Task to carry out -
Rewrite the lines of the items below as one numbered list, leaving out any blank lines.

Input rows -
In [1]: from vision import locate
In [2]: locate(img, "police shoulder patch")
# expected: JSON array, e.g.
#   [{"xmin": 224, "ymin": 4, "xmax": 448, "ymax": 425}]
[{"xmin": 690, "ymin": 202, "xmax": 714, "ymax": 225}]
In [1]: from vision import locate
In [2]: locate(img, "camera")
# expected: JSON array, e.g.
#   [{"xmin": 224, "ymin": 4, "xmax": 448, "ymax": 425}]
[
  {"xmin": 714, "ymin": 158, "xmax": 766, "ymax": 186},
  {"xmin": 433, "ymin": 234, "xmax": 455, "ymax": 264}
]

Task result -
1. In [1]: from vision import locate
2. In [2]: locate(img, "police shoulder patch")
3. # expected: JSON array, e.g.
4. #   [{"xmin": 224, "ymin": 4, "xmax": 448, "ymax": 425}]
5. [{"xmin": 690, "ymin": 202, "xmax": 714, "ymax": 225}]
6. In [1]: from vision import locate
7. In [2]: locate(img, "camera")
8. # expected: JSON array, e.g.
9. #   [{"xmin": 224, "ymin": 4, "xmax": 448, "ymax": 425}]
10. [
11.   {"xmin": 714, "ymin": 158, "xmax": 766, "ymax": 186},
12.   {"xmin": 433, "ymin": 234, "xmax": 455, "ymax": 264}
13. ]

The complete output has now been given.